=== Section Start ===

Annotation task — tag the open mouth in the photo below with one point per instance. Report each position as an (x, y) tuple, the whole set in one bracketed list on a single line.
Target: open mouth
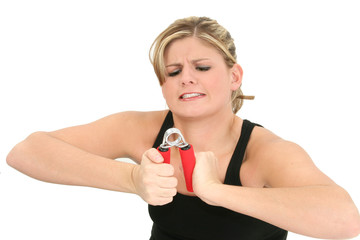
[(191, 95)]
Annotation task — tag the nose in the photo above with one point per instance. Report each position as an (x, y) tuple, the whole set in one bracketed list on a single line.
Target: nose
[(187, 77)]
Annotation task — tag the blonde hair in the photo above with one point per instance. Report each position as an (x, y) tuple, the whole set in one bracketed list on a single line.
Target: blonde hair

=== Section End ===

**WORK REQUIRED**
Without changing a single word, set down all of the material again and leave out its pictures.

**PROBLEM SOLUTION**
Annotation task — tag the open mouth in the photo below with one point per instance. Report each position as an (x, y) tuple, the whole set in one bracketed list on a single line.
Target: open mouth
[(191, 95)]
Annotation task — tag the nose in the photo above with one point per instance. Report each position as an (x, y) tuple, the whole set in one bracketed list on a single line.
Target: nose
[(187, 77)]
Annotation task — tag the blonde hair in the photo above with one point per instance. Report each position as an (x, y) tuple, the whole set in one bracketed list on a single line.
Target: blonde hair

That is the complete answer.